-------- RECORD LIST --------

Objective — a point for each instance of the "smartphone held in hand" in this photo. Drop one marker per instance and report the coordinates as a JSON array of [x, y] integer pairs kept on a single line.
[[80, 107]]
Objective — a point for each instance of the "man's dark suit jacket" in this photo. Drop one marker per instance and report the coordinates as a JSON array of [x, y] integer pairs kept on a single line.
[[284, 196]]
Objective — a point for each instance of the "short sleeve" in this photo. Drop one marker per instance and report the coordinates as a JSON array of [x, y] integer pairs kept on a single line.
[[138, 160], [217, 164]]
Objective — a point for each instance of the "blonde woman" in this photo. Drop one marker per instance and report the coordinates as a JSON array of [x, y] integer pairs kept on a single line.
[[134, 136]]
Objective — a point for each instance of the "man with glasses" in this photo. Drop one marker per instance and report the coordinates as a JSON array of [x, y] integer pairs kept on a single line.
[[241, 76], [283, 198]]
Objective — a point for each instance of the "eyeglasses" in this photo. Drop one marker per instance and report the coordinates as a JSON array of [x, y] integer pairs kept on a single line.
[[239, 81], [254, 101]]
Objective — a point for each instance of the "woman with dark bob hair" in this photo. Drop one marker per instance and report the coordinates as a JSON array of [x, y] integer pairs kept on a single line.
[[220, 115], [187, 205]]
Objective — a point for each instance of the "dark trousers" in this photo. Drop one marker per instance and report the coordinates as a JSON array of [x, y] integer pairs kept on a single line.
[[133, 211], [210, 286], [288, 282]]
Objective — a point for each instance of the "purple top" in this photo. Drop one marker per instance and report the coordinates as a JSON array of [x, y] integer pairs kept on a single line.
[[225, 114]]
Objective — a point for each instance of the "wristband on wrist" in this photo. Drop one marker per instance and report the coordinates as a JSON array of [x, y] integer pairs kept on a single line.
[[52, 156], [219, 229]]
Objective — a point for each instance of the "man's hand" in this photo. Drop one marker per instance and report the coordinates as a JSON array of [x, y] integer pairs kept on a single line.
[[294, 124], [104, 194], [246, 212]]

--------

* WHAT NEEDS TO BE DONE: Edit every one of the rows above, changing "on a single line" to "on one line" and keeping all other text the same.

* EXPECTED ANSWER:
Objective — a point for each instance of the "smartphone held in hand" in this photo. Drop one marker per instance and report the coordinates as a JSON array of [x, y] integer pairs kept on one line.
[[80, 107]]
Objective — a point for each instance of the "man's dark suit jacket" in this photo. Drop one marker per instance and report the coordinates as a JSON array of [x, y] integer pairs kept on one line.
[[284, 196]]
Objective — a point for each instance of the "short sleeve" in this photo. Drop one marker per instance and report the coordinates as a JSON array of [x, y] integer pairs kept on one line.
[[138, 160], [217, 164]]
Objective — a point for each instance of the "blonde woman" in this photo. Drop one marker per instance and report the coordinates as a JSON array of [x, y] integer pairs kept on one line.
[[134, 136]]
Objective — a point for each instance of the "man with glasses" in this photo. Drop one marker per instance and report the coordinates as a JSON array of [x, y] integer pairs kept on one line.
[[241, 76], [283, 198]]
Objective — a point for each instance of the "eyeglasses" in this photo. Drop one marker per instance and report the coordinates as a JSON array of [x, y] integer pairs kept on one line.
[[239, 81], [254, 101]]
Objective — a point for each instance of the "woman with dark bob hair" in this photo. Drop one marker per instance and report the coordinates as a JSON array of [x, y] integer pairs kept on one line.
[[220, 115], [187, 205]]
Objective — a point for each instance of the "dark trousers" in this photo. Drop one marker per instance and report the coordinates as a JSON array of [x, y] integer pairs kept on one line.
[[133, 211], [210, 286], [288, 282]]
Objective — a point for each instance of the "purple top" in this photo. Drop one marker per instance and report the coordinates as a JSON array of [x, y] integer pairs kept on one line.
[[225, 114]]
Objective — a point for each instance of the "wristband on wrist" in this photo. Drop one marker per instance and report the coordinates as a JSON array of [x, y] integer pairs kept on one line.
[[52, 156], [219, 229]]
Objective — a point for each instance of the "man's hand" in this photo. Drop one marker per instance and report the coordinates as a JSON array of [x, y] integer pairs kept on one line.
[[294, 124], [104, 194], [246, 212]]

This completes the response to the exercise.